• **YOUR OBJECTIVE**:
Print the line containing "# place one dot on each instance of the puppy's muzzle" and every line after it exactly as written, through the end of the records.

[Image point grounding data]
------------------------------

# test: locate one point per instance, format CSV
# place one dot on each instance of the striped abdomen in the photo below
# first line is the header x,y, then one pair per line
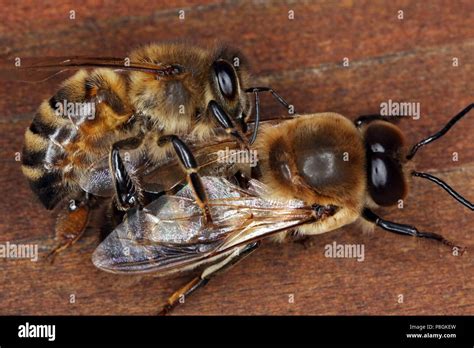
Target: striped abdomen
x,y
74,128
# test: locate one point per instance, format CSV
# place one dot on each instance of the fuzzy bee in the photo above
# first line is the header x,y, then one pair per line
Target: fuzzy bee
x,y
147,101
316,173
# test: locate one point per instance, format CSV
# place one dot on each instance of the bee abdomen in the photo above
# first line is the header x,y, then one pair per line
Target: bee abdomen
x,y
40,155
65,135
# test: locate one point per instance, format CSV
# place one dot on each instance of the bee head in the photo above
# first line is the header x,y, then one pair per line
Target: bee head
x,y
384,144
228,75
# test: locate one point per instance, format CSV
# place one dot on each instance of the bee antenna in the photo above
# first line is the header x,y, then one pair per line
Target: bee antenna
x,y
440,133
445,186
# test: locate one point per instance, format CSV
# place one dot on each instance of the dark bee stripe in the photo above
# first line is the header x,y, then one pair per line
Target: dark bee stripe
x,y
32,158
40,128
53,101
49,189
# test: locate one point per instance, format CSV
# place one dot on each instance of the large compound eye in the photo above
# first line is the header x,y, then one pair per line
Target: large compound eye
x,y
226,78
383,137
386,182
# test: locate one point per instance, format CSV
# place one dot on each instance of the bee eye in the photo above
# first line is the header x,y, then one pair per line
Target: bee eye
x,y
383,138
386,183
226,78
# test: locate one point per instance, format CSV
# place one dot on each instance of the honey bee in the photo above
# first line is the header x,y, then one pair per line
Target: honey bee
x,y
147,101
318,172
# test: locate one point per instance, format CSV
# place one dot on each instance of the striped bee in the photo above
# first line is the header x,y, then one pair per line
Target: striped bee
x,y
147,101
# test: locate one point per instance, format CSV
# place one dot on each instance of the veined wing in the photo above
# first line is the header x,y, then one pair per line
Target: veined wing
x,y
42,69
170,234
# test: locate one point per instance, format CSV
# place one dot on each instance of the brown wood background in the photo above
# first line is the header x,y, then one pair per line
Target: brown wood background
x,y
402,60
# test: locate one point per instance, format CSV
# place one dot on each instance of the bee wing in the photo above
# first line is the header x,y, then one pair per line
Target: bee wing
x,y
42,69
170,235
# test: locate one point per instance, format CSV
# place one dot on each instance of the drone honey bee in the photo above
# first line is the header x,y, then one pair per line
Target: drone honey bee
x,y
317,173
148,101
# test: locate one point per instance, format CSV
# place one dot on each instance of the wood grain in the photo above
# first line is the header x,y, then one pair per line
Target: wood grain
x,y
402,60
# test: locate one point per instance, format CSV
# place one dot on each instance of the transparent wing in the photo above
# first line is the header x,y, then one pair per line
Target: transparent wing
x,y
42,69
170,235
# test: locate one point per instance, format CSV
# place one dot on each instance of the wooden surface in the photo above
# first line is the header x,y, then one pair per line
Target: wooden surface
x,y
403,60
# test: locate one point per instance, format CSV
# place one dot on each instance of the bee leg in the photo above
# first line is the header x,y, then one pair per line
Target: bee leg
x,y
189,164
225,121
179,296
127,192
70,226
278,98
407,230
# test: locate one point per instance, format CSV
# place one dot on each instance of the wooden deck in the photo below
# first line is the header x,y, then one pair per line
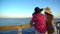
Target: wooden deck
x,y
13,27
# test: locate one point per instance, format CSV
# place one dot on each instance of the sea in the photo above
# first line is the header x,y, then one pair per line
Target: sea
x,y
16,22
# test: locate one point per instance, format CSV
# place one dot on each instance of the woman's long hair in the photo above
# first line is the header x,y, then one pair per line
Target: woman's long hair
x,y
37,10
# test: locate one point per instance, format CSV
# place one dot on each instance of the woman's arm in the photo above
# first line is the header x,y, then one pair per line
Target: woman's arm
x,y
31,23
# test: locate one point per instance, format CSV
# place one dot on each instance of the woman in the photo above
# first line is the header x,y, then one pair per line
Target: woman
x,y
49,23
39,21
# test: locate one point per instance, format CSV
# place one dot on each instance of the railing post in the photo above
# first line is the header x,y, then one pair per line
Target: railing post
x,y
19,31
58,27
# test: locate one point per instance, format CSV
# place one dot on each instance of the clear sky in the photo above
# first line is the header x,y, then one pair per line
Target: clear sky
x,y
25,8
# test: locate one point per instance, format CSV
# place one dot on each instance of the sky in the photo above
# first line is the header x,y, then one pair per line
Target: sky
x,y
25,8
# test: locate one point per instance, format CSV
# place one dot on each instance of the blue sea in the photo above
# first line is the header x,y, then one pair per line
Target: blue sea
x,y
16,22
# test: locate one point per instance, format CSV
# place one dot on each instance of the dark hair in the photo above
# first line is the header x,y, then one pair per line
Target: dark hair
x,y
37,10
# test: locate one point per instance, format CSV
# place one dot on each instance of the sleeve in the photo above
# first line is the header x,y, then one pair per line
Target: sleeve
x,y
34,18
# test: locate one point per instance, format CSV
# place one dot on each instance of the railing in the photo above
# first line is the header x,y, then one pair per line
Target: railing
x,y
13,27
58,27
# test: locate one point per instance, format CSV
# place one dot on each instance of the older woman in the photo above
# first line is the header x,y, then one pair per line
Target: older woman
x,y
39,20
49,19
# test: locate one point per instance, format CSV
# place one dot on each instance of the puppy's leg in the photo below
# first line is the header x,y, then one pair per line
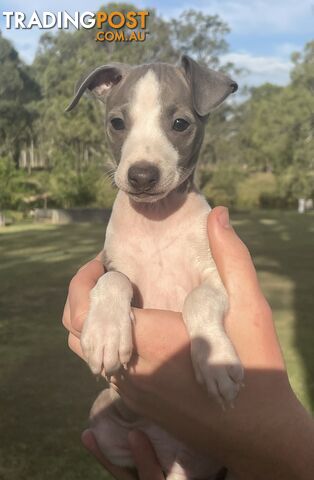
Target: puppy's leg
x,y
214,358
106,338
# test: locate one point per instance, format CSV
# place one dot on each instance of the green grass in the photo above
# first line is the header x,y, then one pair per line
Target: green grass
x,y
46,393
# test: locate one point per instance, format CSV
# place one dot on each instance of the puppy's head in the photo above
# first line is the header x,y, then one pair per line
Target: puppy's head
x,y
155,118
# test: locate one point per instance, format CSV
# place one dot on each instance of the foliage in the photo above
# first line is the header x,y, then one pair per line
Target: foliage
x,y
270,132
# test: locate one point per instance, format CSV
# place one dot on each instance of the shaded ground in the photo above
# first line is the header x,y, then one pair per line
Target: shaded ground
x,y
45,392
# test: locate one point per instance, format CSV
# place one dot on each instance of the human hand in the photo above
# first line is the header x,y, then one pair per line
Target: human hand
x,y
144,456
252,438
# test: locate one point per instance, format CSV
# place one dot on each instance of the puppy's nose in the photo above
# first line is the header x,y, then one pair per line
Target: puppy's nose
x,y
143,176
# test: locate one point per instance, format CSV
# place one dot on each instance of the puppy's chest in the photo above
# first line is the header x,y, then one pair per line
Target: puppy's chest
x,y
164,262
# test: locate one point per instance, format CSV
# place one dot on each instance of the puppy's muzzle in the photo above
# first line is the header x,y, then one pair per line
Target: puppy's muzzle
x,y
143,176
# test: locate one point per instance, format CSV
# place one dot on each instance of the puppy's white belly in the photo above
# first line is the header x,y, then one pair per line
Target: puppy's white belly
x,y
162,275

------------------------------

• **FINAL ANSWER**:
# place one dot on each instance of the puppy's muzzle in the photo above
# first line is the header x,y, then one pair per line
Target: puppy's muzzle
x,y
143,176
# test: locate one point per instance, format CSV
# place one dot on each instance of the puppy's white belly in the photo above
# first line is the header x,y, then one pair per line
Target: puppy's white belly
x,y
162,275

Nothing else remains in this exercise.